● TASK
Rewrite everything from the line containing "In this photo, where can the smiling" down to the end of the records, replacing "crest" with "badge" and leaving all else unchanged. Give only those lines.

○ ○ ○ ○

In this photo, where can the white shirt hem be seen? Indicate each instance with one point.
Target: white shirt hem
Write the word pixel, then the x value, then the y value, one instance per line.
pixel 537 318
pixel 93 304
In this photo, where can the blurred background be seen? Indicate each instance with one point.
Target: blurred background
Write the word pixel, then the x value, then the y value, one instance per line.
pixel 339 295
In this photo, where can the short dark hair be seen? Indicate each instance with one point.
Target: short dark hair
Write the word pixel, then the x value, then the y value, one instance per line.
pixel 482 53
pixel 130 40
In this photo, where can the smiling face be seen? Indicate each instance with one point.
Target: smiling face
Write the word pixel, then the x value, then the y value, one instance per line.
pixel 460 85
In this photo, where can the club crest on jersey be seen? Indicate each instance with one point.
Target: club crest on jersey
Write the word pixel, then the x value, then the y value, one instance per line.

○ ○ ○ ○

● FINAL RESULT
In this photo, where can the smiling face be seen? Indicate each instance with one point.
Target: smiling face
Write the word pixel, then the x value, then the y value, one instance per line.
pixel 460 85
In this photo, where can the club badge on jersey be seen? Indicate each instance with one point.
Target: club badge on jersey
Write the word pixel, then the x value, then the y value, one instance per line.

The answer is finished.